→ **Work item**
Repeat the entries beneath in their entirety, precisely as given.

→ **Natural-language object grounding data**
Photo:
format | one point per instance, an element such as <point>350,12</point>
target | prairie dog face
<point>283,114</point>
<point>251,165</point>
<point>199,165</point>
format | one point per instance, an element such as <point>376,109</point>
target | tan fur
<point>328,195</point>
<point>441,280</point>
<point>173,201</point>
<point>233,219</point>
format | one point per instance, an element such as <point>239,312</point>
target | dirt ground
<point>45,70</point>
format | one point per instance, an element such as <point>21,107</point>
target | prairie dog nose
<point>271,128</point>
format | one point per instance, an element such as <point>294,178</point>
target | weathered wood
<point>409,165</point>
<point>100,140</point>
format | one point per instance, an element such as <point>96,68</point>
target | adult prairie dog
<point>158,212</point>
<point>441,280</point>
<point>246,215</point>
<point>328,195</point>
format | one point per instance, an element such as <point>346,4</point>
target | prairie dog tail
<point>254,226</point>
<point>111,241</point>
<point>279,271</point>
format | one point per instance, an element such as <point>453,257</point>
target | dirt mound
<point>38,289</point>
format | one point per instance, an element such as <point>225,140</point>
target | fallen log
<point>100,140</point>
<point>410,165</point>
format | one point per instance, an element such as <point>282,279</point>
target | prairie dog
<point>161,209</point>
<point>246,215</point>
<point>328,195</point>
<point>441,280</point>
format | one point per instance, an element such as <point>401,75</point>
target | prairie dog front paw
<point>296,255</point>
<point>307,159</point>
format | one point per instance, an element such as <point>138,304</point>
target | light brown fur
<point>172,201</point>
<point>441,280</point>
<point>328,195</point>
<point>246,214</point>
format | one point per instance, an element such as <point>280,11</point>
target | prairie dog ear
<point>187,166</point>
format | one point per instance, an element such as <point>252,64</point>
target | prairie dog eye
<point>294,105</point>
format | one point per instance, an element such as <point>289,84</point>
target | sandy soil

→ **Exercise output**
Photo:
format | one point per instance, an element such as <point>350,12</point>
target | prairie dog face
<point>283,114</point>
<point>251,165</point>
<point>199,165</point>
format | one point per instance, an element such as <point>376,109</point>
target | tan fur
<point>328,195</point>
<point>441,280</point>
<point>173,201</point>
<point>233,219</point>
format | one point per instance, an element such as <point>239,312</point>
target | dirt ground
<point>45,70</point>
format | one point per instance, an element such as <point>21,107</point>
target | prairie dog nose
<point>271,128</point>
format | one point per instance, an element such as <point>294,178</point>
target | weathered wood
<point>409,165</point>
<point>100,140</point>
format | one point per instance, an element such as <point>96,68</point>
target | adult prairie dog
<point>158,212</point>
<point>441,280</point>
<point>246,215</point>
<point>328,195</point>
format | one point per instance, an element such as <point>346,4</point>
target | prairie dog tail
<point>254,226</point>
<point>111,241</point>
<point>279,271</point>
format | one point per instance, an element such as <point>453,257</point>
target | dirt mound
<point>38,289</point>
format | one point per instance, an element such as <point>225,140</point>
target | fallen log
<point>100,140</point>
<point>410,165</point>
format | one point per instance, an element such as <point>282,279</point>
target | prairie dog
<point>161,209</point>
<point>246,215</point>
<point>328,195</point>
<point>441,280</point>
format | one point per instance, an element such as <point>401,75</point>
target | prairie dog front paw
<point>296,255</point>
<point>307,159</point>
format | one point per instance, an element such as <point>138,304</point>
target | light brown fur
<point>172,201</point>
<point>441,280</point>
<point>328,195</point>
<point>246,214</point>
format | one point per instance, an element such as <point>280,11</point>
target | prairie dog ear
<point>187,166</point>
format | one point per instance, an element such as <point>252,64</point>
target | prairie dog eye
<point>294,105</point>
format | one point per instance, an element such as <point>289,84</point>
target | sandy soil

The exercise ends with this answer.